Bad taste: John Waters uses Bad taste as a catch-all description for his films. These are by degrees sordid, silly, cringey, abject, rebellious, roughly made; just generally an affront to all the senses.
He believes in those of us who love this stuff,
“To understand bad taste one must have very good taste. Good bad taste can be creatively nauseating but must, at the same time, appeal to the especially twisted sense of humour, which is anything but universal”.
Testing what art is: My friend Bek is a multidisciplinary artist who “likes to test what art is, enduring the shitfight” in order to do so. She describes art as “a call to the wild” and pulls from the earth and universe whatever medium or message or image is necessary. And you just KNOW that into-battle work that comes from the soil and magma and stars is wild and powerful and singular as fuck (in origin, process and end result).
Her work is also political, propounding an anti-capitalist mythic female utopia and for this she is sometimes described as idealistic. But Bek says,
“Why the fark is it even idealist? This shit is normal where I come from”.

[Shape labeling records]
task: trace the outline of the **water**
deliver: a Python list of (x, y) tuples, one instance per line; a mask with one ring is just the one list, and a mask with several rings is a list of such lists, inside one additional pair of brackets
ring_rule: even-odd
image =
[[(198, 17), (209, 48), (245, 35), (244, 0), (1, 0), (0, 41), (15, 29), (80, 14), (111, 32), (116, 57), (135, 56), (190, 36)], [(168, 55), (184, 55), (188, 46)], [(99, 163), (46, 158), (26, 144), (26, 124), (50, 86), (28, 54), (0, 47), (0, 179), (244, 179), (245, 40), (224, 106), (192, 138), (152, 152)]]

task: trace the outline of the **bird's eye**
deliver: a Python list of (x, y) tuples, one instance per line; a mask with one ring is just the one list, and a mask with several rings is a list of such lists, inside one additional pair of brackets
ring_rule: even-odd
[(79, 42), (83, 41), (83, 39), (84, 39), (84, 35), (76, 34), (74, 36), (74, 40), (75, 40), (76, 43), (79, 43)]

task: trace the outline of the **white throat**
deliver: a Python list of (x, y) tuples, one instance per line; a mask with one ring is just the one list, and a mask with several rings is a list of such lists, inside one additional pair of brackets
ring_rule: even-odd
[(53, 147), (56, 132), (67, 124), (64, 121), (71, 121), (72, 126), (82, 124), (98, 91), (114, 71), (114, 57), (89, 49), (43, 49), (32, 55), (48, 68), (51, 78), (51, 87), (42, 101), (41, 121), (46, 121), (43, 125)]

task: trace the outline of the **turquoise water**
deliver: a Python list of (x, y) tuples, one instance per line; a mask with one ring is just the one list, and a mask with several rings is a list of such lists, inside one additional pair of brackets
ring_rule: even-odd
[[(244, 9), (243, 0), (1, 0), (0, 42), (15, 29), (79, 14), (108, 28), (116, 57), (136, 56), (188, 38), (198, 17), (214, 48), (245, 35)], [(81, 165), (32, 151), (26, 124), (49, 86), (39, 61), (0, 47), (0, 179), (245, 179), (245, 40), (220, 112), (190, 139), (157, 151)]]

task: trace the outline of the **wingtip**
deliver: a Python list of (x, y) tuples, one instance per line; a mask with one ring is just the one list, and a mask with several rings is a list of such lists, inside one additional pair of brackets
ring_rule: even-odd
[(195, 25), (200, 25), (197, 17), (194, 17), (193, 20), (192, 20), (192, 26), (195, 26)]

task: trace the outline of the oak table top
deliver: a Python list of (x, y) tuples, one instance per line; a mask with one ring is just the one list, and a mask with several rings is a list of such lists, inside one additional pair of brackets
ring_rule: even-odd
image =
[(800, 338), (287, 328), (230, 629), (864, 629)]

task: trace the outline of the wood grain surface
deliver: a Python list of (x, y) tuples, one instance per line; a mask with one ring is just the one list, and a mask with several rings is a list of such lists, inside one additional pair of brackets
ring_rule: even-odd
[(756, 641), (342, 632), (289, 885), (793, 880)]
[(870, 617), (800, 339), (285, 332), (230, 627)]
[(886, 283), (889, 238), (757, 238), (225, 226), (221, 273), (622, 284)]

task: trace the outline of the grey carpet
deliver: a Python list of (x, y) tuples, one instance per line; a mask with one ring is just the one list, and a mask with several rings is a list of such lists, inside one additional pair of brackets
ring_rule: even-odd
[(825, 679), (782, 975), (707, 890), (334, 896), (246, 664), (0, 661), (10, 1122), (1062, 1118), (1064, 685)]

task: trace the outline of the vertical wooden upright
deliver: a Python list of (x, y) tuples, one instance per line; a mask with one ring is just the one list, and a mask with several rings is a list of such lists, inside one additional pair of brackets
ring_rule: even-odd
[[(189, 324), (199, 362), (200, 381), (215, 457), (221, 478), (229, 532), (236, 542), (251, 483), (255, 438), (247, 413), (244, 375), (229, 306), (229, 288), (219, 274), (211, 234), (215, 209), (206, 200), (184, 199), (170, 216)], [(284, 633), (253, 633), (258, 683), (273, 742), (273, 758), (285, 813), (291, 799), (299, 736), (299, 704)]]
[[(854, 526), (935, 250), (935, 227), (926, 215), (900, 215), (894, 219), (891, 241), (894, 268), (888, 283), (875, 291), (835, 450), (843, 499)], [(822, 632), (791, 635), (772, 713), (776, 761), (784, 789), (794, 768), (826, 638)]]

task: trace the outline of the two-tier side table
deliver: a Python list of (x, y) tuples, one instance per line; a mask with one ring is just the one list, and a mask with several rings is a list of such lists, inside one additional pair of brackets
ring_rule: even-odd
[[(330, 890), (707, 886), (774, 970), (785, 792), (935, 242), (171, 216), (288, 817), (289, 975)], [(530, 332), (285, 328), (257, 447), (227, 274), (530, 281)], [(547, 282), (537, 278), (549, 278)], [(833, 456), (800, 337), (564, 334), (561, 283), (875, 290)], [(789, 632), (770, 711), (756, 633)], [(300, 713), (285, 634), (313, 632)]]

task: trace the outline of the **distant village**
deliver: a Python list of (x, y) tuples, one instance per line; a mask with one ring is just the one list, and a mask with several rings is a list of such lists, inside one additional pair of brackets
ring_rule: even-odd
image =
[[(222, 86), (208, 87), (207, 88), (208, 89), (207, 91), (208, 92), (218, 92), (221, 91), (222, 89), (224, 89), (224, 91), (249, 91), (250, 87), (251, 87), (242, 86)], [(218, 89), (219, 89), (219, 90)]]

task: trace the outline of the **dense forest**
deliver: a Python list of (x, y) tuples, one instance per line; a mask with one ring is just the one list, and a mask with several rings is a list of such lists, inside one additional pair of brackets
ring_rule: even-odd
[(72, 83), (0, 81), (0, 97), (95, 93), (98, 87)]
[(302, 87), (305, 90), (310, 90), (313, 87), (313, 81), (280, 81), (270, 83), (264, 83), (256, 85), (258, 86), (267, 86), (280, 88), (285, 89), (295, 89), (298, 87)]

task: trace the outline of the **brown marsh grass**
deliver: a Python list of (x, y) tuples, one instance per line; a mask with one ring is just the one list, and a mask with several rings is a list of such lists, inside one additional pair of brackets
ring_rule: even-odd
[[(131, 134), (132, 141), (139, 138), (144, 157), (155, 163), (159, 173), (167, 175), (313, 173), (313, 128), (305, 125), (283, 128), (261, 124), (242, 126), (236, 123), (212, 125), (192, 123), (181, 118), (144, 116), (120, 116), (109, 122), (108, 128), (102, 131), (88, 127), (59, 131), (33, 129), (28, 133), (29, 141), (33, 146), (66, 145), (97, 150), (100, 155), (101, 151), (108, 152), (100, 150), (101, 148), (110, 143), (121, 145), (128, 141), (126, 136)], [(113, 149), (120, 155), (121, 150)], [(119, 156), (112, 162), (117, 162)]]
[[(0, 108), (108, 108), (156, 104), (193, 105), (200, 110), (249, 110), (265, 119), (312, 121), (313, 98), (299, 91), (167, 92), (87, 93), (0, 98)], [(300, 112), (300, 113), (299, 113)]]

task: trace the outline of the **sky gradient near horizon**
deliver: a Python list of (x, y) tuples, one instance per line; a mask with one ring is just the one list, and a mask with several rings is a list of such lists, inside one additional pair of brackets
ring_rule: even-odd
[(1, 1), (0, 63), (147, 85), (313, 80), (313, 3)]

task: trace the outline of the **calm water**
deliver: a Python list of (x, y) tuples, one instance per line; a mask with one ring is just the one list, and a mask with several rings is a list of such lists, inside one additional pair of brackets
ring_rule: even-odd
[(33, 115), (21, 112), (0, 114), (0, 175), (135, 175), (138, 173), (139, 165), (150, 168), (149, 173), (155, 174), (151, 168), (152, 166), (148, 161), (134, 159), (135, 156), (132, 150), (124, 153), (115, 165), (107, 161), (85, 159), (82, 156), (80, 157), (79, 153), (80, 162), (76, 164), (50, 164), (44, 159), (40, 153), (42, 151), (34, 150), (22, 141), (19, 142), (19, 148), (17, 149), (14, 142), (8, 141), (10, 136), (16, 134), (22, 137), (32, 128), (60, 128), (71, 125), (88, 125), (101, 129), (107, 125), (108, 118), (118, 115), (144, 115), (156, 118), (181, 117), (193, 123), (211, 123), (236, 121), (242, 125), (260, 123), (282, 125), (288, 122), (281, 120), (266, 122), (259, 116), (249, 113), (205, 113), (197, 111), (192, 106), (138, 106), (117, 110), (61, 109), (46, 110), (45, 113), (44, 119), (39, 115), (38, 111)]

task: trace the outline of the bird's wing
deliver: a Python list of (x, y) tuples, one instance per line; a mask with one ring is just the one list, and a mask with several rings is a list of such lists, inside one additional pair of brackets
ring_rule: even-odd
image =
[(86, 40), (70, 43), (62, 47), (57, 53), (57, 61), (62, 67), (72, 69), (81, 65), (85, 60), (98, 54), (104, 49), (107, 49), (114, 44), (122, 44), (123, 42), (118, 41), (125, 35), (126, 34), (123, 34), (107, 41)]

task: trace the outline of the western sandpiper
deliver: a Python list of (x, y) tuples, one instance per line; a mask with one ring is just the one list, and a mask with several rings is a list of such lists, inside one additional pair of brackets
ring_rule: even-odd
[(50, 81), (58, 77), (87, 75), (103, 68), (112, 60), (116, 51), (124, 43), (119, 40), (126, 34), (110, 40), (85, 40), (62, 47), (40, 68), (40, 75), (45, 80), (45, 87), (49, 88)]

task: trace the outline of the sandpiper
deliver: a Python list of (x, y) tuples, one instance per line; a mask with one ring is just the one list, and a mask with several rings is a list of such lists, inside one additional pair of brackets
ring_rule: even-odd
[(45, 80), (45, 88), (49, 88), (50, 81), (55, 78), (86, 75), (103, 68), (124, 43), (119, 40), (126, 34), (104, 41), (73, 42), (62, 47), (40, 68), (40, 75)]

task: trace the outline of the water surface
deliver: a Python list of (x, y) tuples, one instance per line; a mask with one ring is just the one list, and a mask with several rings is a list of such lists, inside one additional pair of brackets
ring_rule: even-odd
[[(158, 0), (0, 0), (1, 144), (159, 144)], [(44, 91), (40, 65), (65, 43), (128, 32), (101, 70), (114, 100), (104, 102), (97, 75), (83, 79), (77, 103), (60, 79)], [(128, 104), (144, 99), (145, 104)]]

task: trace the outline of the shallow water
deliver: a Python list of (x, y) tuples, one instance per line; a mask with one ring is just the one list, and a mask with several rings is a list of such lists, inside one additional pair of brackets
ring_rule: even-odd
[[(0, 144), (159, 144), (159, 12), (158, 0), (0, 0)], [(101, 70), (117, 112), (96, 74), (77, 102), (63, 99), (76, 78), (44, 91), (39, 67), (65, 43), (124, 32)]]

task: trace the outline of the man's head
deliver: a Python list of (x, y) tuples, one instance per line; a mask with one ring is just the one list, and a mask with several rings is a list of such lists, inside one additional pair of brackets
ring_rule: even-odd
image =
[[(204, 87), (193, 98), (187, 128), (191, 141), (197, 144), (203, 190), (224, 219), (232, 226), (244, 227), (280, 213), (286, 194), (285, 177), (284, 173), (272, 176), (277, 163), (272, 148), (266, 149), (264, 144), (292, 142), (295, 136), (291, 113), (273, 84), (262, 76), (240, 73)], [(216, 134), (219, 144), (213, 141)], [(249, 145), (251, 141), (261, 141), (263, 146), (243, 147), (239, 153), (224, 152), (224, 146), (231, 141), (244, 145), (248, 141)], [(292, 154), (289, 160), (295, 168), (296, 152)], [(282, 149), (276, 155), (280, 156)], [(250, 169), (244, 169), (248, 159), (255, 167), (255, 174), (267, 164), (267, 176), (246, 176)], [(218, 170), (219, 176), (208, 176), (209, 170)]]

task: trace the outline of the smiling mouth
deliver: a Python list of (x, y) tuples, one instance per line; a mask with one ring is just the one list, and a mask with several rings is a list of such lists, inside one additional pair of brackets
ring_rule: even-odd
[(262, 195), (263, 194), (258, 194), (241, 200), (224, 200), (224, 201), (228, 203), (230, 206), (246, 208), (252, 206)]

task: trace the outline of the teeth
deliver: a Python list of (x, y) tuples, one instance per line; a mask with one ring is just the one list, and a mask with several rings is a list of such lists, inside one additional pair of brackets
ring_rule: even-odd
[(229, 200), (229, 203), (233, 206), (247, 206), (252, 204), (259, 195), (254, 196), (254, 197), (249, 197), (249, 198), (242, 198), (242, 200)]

### Exercises to complete
**1)** Reproduce the whole passage on bad taste and testing what art is, word for word with nothing changed.
**2)** Rewrite the lines of the shape labeling records from the line with "task: trace the outline of the **brown" up to and including the line with "113), (299, 113)]]" as a numbered list, skipping any blank lines.

### Results by task
**1)**
Bad taste: John Waters uses Bad taste as a catch-all description for his films. These are by degrees sordid, silly, cringey, abject, rebellious, roughly made; just generally an affront to all the senses.
He believes in those of us who love this stuff,
“To understand bad taste one must have very good taste. Good bad taste can be creatively nauseating but must, at the same time, appeal to the especially twisted sense of humour, which is anything but universal”.
Testing what art is: My friend Bek is a multidisciplinary artist who “likes to test what art is, enduring the shitfight” in order to do so. She describes art as “a call to the wild” and pulls from the earth and universe whatever medium or message or image is necessary. And you just KNOW that into-battle work that comes from the soil and magma and stars is wild and powerful and singular as fuck (in origin, process and end result).
Her work is also political, propounding an anti-capitalist mythic female utopia and for this she is sometimes described as idealistic. But Bek says,
“Why the fark is it even idealist? This shit is normal where I come from”.

**2)**
1. task: trace the outline of the **brown marsh grass**
2. deliver: a Python list of (x, y) tuples, one instance per line; a mask with one ring is just the one list, and a mask with several rings is a list of such lists, inside one additional pair of brackets
3. ring_rule: even-odd
4. [[(131, 134), (132, 141), (139, 138), (144, 157), (155, 163), (159, 173), (167, 175), (313, 173), (313, 128), (305, 125), (283, 128), (261, 124), (242, 126), (236, 123), (212, 125), (192, 123), (181, 118), (144, 116), (120, 116), (109, 122), (108, 128), (102, 131), (88, 127), (59, 131), (33, 129), (28, 133), (29, 141), (33, 146), (66, 145), (97, 150), (100, 155), (101, 151), (108, 152), (100, 150), (101, 148), (110, 143), (121, 145), (128, 141), (126, 136)], [(113, 149), (120, 155), (121, 150)], [(119, 156), (112, 162), (117, 162)]]
5. [[(0, 108), (108, 108), (156, 104), (193, 105), (200, 110), (249, 110), (265, 119), (312, 121), (313, 98), (299, 91), (167, 92), (87, 93), (0, 98)], [(300, 112), (300, 113), (299, 113)]]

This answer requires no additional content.